- _To do_: Copy the complete listing that follows, letter for letter.

- _Supplied records_:
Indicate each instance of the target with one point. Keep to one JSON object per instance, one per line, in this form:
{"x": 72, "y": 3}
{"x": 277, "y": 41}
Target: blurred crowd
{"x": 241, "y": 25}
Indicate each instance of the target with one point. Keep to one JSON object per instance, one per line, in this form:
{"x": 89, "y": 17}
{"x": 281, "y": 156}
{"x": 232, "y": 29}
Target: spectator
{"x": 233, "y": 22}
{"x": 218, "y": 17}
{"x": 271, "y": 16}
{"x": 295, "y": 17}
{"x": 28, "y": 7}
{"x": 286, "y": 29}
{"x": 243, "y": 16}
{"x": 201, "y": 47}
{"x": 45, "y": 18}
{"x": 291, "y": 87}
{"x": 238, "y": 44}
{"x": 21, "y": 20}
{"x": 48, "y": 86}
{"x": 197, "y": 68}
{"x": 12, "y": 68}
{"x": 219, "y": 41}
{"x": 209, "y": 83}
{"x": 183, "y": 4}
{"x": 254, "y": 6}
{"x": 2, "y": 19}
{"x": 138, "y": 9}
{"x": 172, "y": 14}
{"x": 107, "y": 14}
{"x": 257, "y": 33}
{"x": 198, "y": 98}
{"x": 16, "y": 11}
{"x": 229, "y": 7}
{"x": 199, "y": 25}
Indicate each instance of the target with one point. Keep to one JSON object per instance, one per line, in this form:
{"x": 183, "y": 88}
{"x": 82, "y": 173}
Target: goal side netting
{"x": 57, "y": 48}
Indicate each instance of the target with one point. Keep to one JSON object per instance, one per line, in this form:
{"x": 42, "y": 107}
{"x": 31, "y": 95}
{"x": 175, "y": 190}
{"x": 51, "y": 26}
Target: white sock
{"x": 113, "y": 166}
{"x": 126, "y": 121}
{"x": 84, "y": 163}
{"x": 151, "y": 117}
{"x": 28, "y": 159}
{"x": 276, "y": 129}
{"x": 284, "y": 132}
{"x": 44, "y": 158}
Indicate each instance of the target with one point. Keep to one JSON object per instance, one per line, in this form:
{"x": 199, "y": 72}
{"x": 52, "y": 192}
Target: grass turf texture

- _Solved exercise_:
Indicate each instance of the target with one point. Keep to one JSON object per instance, one per line, in this form:
{"x": 72, "y": 3}
{"x": 277, "y": 41}
Target: blurred crowd
{"x": 241, "y": 25}
Indicate each instance of the target with one point. Keep to one JSON object per instance, one per line, in this form:
{"x": 89, "y": 17}
{"x": 281, "y": 156}
{"x": 232, "y": 29}
Target: spectator
{"x": 233, "y": 22}
{"x": 218, "y": 17}
{"x": 271, "y": 16}
{"x": 295, "y": 17}
{"x": 28, "y": 7}
{"x": 286, "y": 29}
{"x": 243, "y": 16}
{"x": 201, "y": 47}
{"x": 45, "y": 18}
{"x": 291, "y": 87}
{"x": 238, "y": 44}
{"x": 21, "y": 20}
{"x": 48, "y": 86}
{"x": 197, "y": 68}
{"x": 12, "y": 68}
{"x": 219, "y": 41}
{"x": 209, "y": 83}
{"x": 183, "y": 4}
{"x": 254, "y": 6}
{"x": 2, "y": 19}
{"x": 138, "y": 9}
{"x": 172, "y": 14}
{"x": 107, "y": 14}
{"x": 257, "y": 33}
{"x": 198, "y": 98}
{"x": 16, "y": 11}
{"x": 229, "y": 7}
{"x": 199, "y": 25}
Indicate each instance of the target with one point. Keep to one JSON object per instance, one per line, in this form:
{"x": 183, "y": 88}
{"x": 82, "y": 173}
Target: goal side netting
{"x": 57, "y": 48}
Indicate each instance of the target with one point. Keep to one JSON object per instance, one per line, in this form:
{"x": 42, "y": 107}
{"x": 31, "y": 95}
{"x": 175, "y": 190}
{"x": 51, "y": 26}
Target: white sock
{"x": 113, "y": 166}
{"x": 126, "y": 121}
{"x": 84, "y": 163}
{"x": 151, "y": 117}
{"x": 28, "y": 159}
{"x": 276, "y": 129}
{"x": 284, "y": 132}
{"x": 44, "y": 158}
Indicate each instance of the target with one point. Keep to one JSON object per instance, one per line, in this form:
{"x": 199, "y": 72}
{"x": 52, "y": 192}
Target: grass turf texture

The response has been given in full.